→ Work order
Without omitting anything, return the records precisely as given.

Items listed in a dataset:
══════
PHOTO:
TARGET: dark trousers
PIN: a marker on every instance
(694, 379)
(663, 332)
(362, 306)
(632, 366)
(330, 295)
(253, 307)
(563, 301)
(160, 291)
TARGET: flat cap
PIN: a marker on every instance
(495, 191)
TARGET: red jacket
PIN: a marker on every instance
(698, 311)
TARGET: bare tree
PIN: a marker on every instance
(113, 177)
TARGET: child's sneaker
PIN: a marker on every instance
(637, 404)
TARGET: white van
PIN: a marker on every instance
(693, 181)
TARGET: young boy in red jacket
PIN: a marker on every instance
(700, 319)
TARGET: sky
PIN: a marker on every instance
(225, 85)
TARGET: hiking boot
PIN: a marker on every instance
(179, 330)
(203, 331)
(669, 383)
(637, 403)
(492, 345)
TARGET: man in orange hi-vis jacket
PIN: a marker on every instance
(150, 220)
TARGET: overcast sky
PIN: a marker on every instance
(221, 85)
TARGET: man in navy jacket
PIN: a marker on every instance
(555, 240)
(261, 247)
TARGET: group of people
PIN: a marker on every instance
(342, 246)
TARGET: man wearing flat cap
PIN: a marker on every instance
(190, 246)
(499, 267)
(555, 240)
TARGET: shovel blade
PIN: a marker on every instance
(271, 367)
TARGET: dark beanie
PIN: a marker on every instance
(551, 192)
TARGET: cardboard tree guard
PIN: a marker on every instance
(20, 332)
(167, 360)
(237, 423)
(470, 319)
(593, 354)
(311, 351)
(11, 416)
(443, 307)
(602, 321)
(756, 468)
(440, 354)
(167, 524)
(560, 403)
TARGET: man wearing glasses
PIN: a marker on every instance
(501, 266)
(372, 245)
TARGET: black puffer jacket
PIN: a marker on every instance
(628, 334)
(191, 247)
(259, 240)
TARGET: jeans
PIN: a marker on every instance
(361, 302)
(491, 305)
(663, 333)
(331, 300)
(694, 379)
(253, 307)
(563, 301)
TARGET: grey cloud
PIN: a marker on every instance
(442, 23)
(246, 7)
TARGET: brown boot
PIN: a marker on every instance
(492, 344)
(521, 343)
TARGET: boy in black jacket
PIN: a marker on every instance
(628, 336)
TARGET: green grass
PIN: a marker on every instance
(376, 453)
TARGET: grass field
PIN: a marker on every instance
══════
→ Written solution
PHOTO:
TARGET: dark trousers
PIN: a marker on every instance
(694, 379)
(663, 332)
(362, 306)
(632, 366)
(330, 295)
(253, 307)
(563, 301)
(160, 291)
TARGET: flat cap
PIN: a marker on every instance
(495, 191)
TARGET: red jacket
PIN: a marker on every instance
(698, 311)
TARGET: bare tree
PIN: a marker on every instance
(113, 177)
TARGET: child's sneaker
PIN: a marker on every instance
(637, 404)
TARGET: white van
PIN: a marker on every instance
(693, 181)
TARGET: young boy in red jacket
PIN: a marker on every instance
(700, 319)
TARGET: sky
PIN: a marker on every instance
(225, 85)
TARGET: hiking boot
PIN: a marker on every instance
(179, 330)
(203, 331)
(669, 383)
(637, 403)
(492, 345)
TARGET: man in orange hi-vis jacket
PIN: a marker on every instance
(150, 220)
TARGET: overcast sky
PIN: a marker on every instance
(221, 85)
TARGET: man in navy jacket
PIN: a marker on every instance
(555, 240)
(261, 247)
TARGET: group of people
PIN: a marker on every instance
(342, 246)
TARGET: man wearing flat cap
PIN: a marker on every instance
(190, 246)
(499, 267)
(555, 240)
TARGET: shovel blade
PIN: a marker on every instance
(271, 367)
TARGET: dark beanie
PIN: a marker on every instance
(551, 192)
TARGET: cardboard tree guard
PIN: a marker on every instance
(20, 332)
(167, 360)
(237, 423)
(470, 319)
(593, 354)
(311, 351)
(11, 416)
(443, 307)
(602, 321)
(756, 468)
(440, 354)
(167, 524)
(560, 403)
TARGET: man wearing glasses
PIN: a marker on every instance
(501, 266)
(372, 245)
TARGET: black puffer jacket
PIN: a marker on every instance
(628, 334)
(191, 247)
(259, 240)
TARGET: jeans
PIN: a marker on every instance
(361, 302)
(491, 305)
(663, 333)
(331, 300)
(694, 379)
(253, 307)
(563, 301)
TARGET: grey cloud
PIN: a marker on every instance
(442, 23)
(246, 7)
TARGET: brown boot
PIN: a marker on every instance
(492, 344)
(521, 343)
TARGET: boy in black jacket
PIN: a marker on every instance
(628, 336)
TARGET: green grass
PIN: a marker on every instance
(376, 453)
TARGET: grass field
PIN: a marker on every instance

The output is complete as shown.